**ПОСТАВЛЕННАЯ ЗАДАЧА A**
Переведите на английский язык предложение из отрывка о литераторах: «Объективно говоря, Билль-Белоцерковский был человеком не без таланта».
**ПОСТАВЛЕННАЯ ЗАДАЧА B**
Продолжите отрывок о литераторах, начав сразу после последнего приведённого в нём предложения.

Но, вглядываясь в биографию Билль-Белоцерковского, мы видим приспособленца, бесконечно переделывавшего свой «Шторм» по пожеланиям властей имеющих. Да и выход из РАППа ничем ему не грозил. Лично к нему Сталин относился хорошо.

Объективно говоря, Билль-Белоцерковский был человеком не без таланта. Но он растерял его, обслуживая властную верхушку.

Даже тряхнул стариной – написал после значительного перерыва пьесу «Цвет кожи» (1948), чтобы внести свой вклад в антиамериканскую кампанию.

Умер 1 марта 1970 года.

***

Виталий Яковлевич Виленкин (родился 9 января 1911 года) один из крупнейших наших театроведов, летописец Художественного театра. Будучи заведующим кафедры искусствознания Школы-студии МХАТ, он стал участником осуществления идеи Театра молодого актёра, которые составили воспитанники Школы-студии, и который через некоторое время стал Театром-студией «Современник».

Но для меня Виталий Яковлевич прежде всего автор книги «В сто первом зеркале» – чудесных воспоминаний о встречах с Анной Ахматовой, о её жизни, о разговорах с ней.

***

С Сергеем Григорьевичем Козловым мы впервые встретились в кабинете поэта Евгения Храмова, который работал тогда литконсультантом «Юности». «Юность» находилась на пятом этаже дома №30 на Цветном бульваре, откуда она потом уедет, уступив этот пятый этаж «Литературной газете», куда я через десять лет приду работать.

(Собранные данные)
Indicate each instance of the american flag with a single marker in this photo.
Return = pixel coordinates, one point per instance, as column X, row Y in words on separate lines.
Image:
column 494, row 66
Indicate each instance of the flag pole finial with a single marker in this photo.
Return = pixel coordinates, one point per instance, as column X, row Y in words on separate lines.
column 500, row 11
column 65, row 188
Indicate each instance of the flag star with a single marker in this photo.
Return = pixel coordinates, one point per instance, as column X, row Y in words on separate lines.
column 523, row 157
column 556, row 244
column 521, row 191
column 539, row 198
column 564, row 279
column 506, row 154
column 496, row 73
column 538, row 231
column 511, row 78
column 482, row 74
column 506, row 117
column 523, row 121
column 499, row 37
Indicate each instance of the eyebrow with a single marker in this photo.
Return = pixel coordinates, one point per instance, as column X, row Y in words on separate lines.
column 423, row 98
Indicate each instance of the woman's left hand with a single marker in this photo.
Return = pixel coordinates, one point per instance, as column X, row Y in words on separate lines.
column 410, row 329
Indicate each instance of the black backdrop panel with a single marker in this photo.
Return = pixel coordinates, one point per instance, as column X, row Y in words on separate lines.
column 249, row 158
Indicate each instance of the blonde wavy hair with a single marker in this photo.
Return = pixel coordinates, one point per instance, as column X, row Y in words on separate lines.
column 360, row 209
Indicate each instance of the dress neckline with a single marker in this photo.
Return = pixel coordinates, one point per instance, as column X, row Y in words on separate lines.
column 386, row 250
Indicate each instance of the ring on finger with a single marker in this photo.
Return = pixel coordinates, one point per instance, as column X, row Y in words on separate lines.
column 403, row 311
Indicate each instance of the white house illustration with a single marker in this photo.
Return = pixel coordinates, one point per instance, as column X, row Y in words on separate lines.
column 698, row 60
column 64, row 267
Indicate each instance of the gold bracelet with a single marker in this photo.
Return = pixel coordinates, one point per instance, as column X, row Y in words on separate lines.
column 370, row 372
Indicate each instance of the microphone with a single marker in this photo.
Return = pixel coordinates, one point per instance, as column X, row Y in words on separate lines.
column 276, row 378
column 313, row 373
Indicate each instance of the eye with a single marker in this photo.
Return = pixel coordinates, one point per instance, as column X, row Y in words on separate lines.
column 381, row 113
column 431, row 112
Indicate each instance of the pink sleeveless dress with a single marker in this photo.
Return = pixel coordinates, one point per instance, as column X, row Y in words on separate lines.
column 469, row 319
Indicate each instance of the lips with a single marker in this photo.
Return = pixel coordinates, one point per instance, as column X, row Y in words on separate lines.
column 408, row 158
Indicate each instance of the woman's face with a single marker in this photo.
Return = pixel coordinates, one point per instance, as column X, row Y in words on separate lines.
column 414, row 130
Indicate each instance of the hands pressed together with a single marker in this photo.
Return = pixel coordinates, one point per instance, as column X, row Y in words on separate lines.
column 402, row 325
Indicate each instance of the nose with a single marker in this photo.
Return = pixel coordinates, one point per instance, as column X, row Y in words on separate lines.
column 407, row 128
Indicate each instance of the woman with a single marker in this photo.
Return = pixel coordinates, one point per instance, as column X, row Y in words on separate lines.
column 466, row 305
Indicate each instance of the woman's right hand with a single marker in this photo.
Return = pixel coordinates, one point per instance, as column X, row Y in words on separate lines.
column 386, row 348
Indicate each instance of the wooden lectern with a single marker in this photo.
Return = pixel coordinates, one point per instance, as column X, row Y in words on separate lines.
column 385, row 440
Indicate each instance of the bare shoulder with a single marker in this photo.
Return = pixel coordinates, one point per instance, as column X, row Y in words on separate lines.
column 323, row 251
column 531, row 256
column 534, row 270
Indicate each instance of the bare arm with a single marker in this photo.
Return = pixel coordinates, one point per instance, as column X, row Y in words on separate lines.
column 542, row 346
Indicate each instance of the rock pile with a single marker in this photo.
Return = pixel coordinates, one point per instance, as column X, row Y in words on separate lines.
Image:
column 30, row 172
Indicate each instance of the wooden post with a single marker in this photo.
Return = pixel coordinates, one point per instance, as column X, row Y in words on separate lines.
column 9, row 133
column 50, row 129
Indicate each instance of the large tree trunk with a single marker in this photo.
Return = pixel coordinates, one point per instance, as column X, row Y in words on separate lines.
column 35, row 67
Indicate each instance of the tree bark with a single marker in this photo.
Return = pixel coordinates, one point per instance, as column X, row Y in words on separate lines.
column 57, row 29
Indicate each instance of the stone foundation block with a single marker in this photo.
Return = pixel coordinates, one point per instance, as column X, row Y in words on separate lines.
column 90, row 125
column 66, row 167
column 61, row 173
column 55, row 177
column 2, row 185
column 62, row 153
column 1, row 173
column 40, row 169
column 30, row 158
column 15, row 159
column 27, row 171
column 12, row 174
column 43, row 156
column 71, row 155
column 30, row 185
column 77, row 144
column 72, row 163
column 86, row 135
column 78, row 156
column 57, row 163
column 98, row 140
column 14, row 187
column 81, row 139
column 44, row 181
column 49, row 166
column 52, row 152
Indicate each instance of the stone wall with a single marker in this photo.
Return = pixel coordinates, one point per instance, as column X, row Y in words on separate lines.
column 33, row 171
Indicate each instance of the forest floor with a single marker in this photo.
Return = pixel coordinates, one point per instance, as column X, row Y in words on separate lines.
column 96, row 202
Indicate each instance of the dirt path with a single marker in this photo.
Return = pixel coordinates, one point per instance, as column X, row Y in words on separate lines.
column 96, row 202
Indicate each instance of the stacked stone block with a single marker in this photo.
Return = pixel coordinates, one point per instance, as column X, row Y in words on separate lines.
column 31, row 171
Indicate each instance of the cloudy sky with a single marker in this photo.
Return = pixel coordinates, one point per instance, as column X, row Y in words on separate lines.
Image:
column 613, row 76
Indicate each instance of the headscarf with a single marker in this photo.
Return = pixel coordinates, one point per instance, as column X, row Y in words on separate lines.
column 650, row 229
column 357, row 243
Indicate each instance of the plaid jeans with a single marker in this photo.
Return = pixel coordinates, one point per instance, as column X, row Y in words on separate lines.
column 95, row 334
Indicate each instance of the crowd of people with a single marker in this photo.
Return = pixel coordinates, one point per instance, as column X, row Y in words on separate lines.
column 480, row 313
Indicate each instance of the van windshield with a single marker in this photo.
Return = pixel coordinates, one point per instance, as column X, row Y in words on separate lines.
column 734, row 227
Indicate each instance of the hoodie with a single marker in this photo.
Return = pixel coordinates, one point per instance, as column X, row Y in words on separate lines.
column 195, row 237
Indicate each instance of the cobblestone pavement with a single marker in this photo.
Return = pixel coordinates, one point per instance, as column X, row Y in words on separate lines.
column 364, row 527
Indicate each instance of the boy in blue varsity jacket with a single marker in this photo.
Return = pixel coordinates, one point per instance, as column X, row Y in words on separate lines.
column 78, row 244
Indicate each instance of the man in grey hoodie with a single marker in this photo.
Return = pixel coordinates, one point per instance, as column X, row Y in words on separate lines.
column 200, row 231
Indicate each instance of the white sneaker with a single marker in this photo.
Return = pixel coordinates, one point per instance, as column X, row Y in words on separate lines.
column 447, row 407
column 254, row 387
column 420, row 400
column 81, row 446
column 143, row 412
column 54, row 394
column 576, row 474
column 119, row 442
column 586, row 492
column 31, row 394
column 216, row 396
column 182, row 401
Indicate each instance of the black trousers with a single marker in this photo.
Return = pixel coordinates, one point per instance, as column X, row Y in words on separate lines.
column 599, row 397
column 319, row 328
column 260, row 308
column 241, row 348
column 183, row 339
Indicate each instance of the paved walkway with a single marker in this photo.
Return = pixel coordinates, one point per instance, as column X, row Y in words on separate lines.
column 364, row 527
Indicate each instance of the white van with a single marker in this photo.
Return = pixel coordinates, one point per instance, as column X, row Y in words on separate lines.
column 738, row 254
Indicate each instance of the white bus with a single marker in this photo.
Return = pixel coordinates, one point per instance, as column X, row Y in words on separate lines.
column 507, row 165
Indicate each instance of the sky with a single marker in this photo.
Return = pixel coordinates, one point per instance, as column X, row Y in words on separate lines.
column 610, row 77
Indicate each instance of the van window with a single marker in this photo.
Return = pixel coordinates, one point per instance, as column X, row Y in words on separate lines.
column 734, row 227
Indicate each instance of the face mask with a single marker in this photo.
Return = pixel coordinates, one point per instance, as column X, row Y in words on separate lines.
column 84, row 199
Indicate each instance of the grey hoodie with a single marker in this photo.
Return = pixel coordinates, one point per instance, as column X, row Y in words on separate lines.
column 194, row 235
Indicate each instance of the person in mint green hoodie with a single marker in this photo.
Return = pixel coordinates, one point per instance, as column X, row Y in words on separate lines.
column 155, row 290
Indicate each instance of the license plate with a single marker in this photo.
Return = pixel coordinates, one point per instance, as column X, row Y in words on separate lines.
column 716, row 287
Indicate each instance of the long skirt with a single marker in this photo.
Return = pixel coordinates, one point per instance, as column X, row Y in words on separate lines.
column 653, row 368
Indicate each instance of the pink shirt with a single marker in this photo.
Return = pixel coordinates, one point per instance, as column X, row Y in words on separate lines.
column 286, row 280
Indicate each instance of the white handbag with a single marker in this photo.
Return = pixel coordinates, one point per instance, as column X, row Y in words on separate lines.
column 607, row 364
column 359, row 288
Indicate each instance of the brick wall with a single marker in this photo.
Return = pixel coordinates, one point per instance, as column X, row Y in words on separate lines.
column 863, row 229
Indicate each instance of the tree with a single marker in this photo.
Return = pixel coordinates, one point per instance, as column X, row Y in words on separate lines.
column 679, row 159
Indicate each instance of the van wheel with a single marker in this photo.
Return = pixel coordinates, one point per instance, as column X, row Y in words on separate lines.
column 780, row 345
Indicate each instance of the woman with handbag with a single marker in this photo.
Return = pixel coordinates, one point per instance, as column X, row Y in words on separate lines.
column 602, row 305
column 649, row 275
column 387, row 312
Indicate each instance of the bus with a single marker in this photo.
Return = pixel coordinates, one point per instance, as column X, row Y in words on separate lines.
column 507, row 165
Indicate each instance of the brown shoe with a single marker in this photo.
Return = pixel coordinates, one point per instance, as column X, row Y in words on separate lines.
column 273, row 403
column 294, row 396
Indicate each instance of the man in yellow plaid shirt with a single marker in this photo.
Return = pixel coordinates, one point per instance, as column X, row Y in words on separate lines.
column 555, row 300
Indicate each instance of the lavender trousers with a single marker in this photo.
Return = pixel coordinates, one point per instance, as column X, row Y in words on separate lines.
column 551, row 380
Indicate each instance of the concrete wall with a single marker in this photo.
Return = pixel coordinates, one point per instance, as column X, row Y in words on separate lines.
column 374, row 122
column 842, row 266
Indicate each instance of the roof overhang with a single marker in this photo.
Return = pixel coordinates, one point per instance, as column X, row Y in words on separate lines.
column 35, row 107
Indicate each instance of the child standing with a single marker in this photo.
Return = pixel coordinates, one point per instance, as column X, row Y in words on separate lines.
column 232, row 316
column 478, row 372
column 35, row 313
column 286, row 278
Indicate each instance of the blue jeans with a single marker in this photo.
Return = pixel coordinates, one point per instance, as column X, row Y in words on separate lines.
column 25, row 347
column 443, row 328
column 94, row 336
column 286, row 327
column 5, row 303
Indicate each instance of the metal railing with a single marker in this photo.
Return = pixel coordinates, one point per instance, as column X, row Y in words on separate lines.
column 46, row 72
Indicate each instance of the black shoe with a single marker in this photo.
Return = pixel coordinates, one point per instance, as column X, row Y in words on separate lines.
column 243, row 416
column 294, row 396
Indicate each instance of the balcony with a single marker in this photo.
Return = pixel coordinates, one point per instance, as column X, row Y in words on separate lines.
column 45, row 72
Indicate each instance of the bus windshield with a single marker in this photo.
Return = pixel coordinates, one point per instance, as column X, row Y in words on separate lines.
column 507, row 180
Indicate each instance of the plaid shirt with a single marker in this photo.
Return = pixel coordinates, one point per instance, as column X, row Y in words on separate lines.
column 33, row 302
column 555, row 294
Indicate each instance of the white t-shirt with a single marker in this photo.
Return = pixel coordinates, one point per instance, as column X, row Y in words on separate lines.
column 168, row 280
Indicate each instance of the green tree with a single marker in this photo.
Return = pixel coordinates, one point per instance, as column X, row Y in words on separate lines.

**ИТОГОВЫЙ ОТВЕТ A**
Objectively speaking, Bill-Belotserkovsky was a man not without talent.

**ИТОГОВЫЙ ОТВЕТ B**
А тогда в 1957-м Храмов нас вызвал, потому что ему понравились наши стихи, которые мы оба послали по почте. После дружелюбного разговора мы с Козловым зашли в магазин, купили бутылку коньяка, закуски и отправились к нему домой в огромную – метров 30 – комнату в общей квартире дома недалеко от Театра Юного Зрителя.

До сих пор помню начало стихотворения Козлова, которое он прочитал мне тогда:

Знают коровы рыжие
И воробей в саду,
Что те, кто зимою выживут
Весною не пропадут.

И конец:

Но даже и листья красные
Не знают, как и колосья,
Что лучше любить напрасно,
Чем не любить вовсе

Долго не расставались: читали друг другу стихи, болтали и распростились друзьями, пообещавшими друг другу встретиться в понедельник в Центральном доме культуры железнодорожников, куда нас обоих направил Храмов, позвонив Григорию Михайловичу Левину – поэту, который в этом клубе вёл литературное объединение «Магистраль».

Меня «Магистраль» очаровала, Серёжа отнёсся к ней более сдержанно. Сказал, что пишет не хуже любого из выступивших поэтов. Мне это показалось неуместным бахвальством.

Но его стихи в «Магистрали» приняли неплохо. И поначалу он не пропускал занятий, выезжал вместе с другими выступать в дома пионеров или в парк культуры. А потом стал потихонечку исчезать.

Однажды, развернув какую-то из московских газет, я сразу увидел заголовок «Стихи Сергея Козлова». Его представлял Сергей Михалков. Удивило, что Козлов, оказывается, детский поэт.

А потом стали выходить его небольшие детские книжки. Потом я увидел мультфильмы по сценариям его сказок. И понял: он нашёл в этом призвание.

Ёжик и Медвежонок стали его любимыми персонажами, сколько он написал о них рассказов и сказок. А киновариант сказки «Ёжик в тумане», осуществлённый Юрием Норштейном, является одним из лучших мультфильмов за всю историю этого жанра.

Умер Сергей Козлов 9 января 2010 года (родился 22 августа 1939-го).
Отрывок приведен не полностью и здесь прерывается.